| Stated task A |
In the maskless lithography passage, how much time is usually available when writing a photomask?
| Stated task B |
Write out the portion of the maskless lithography passage starting with "The Ti DLP is" and going on through "back a little.".
| Stated task C |
According to the maskless lithography passage, why does every pattern generator use some sort of scanning?

| Passage given |
══════════

The Ti DLP is becoming a major force in maskless lithography. Even though it is an odd tool for this task, it has qualities that more than enough compensate for its drawbacks. To explain what I mean, let’s go back a little.
Maskless lithography refers to an approach where using a photomask becomes economically impractical. Why? Because the volume and value of the objects we produce don’t justify the high cost of creating a mask. It is also about making more than just one object. Typically, the volumes are more than just one and we expect minute write times, not hours. This has many implications that I will not cover such as, for example, how much time we can spend on the data preparation. This tech talk is about the optical side of things.
Even when we focus on optics only, there will be differences between maskless and a mask writer. Both do, superficially, the same thing, they write a pattern on a surface covered with a photo-sensitive material. The difference is that the mask-writer typically targets significantly higher image quality and the volume is one pattern per object, which we typically refer to as a photomask. We have time to adapt the data to the projection system and adapt the projection system to the data, although this is rarely, if ever, used. Available time is usually one to several hours while for the maskless application, it is one or several minutes. There is no time to adapt anything.
Every pattern generator requires an active optical element, and the choice is not only a matter of technology and practicality. However, no matter the choice, we can take for granted that the projected image using this element is much smaller than the size of the photo-sensitive surface we intend to expose with a pattern. Therefore, every pattern generator uses some sort of scanning.
The choice of pattern generator also affects ultimate resolution. Scanning the workpiece with a spot of light, which we move with an acousto-optical deflector, results in incoherent image formation because we can only add intensity over time. If the modulator exposes a two-dimensional object, the imaging becomes coherent or partially coherent. We can now add or subtract amplitude, which limits resolution to a quarter of the wavelength. However, even if we use simpler modulators that don’t modulate the phase, resolutions below half of the wavelength are possible even without advanced illumination. I covered some details of this in an earlier tech-talk.

══════════

Lines of data

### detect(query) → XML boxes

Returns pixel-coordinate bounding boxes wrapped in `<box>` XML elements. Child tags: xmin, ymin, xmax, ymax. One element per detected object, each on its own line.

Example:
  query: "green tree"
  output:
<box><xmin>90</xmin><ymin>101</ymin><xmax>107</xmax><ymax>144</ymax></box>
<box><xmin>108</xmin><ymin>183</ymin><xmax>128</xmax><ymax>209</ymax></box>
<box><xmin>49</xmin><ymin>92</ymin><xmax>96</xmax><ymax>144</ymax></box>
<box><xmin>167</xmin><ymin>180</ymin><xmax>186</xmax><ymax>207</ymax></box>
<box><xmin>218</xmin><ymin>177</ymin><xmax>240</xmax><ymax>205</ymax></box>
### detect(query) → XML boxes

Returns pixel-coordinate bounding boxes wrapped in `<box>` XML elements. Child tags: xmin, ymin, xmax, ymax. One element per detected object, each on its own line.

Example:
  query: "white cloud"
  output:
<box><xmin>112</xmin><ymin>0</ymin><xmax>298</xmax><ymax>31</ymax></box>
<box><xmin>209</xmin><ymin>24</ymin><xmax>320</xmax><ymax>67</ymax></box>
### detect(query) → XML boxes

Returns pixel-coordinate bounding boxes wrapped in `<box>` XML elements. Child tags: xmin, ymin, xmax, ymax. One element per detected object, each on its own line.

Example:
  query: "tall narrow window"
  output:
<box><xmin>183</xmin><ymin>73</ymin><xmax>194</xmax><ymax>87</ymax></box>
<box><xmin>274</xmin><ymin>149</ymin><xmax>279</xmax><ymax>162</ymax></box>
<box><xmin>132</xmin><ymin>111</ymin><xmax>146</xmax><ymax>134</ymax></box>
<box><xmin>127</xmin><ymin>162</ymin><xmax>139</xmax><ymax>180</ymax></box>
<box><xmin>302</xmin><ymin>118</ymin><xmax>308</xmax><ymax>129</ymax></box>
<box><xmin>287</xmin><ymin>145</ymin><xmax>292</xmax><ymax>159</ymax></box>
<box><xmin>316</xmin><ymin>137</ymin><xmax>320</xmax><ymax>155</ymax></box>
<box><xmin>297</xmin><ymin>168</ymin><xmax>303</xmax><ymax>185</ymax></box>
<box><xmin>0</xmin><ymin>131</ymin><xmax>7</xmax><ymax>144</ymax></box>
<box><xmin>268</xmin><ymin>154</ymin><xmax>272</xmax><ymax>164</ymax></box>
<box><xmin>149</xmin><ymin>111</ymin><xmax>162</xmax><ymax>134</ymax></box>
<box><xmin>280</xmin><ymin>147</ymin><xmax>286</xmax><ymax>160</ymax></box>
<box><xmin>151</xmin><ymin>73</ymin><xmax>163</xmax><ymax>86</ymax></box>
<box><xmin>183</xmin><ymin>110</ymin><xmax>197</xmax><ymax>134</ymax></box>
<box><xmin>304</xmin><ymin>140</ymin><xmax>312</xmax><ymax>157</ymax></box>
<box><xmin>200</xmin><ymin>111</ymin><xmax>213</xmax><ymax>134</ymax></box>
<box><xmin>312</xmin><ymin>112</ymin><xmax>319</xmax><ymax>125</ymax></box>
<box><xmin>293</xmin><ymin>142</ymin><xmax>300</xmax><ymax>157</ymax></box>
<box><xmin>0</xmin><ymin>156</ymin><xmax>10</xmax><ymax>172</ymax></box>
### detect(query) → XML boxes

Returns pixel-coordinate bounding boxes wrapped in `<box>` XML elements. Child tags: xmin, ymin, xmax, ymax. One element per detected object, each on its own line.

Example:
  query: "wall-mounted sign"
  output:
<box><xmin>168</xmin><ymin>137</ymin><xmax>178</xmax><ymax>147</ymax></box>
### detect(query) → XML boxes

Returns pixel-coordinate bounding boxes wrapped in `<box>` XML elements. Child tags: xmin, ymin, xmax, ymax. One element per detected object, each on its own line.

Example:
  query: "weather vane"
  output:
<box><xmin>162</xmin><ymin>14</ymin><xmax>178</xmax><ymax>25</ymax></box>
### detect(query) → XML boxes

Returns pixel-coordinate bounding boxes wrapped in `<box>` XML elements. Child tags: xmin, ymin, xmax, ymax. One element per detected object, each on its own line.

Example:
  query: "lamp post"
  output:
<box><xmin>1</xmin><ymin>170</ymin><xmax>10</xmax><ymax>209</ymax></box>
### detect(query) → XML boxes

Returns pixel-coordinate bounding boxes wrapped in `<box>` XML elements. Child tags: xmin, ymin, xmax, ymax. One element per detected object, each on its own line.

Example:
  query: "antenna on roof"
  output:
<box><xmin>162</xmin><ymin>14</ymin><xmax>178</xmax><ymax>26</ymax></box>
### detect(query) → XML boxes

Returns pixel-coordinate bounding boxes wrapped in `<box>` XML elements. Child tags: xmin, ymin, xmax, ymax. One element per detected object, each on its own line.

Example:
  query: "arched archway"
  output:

══════════

| Task solution A |
One to several hours.

| Task solution B |
The Ti DLP is becoming a major force in maskless lithography. Even though it is an odd tool for this task, it has qualities that more than enough compensate for its drawbacks. To explain what I mean, let’s go back a little.

| Task solution C |
The image projected by the active optical element is much smaller than the photo-sensitive surface that has to be exposed with a pattern.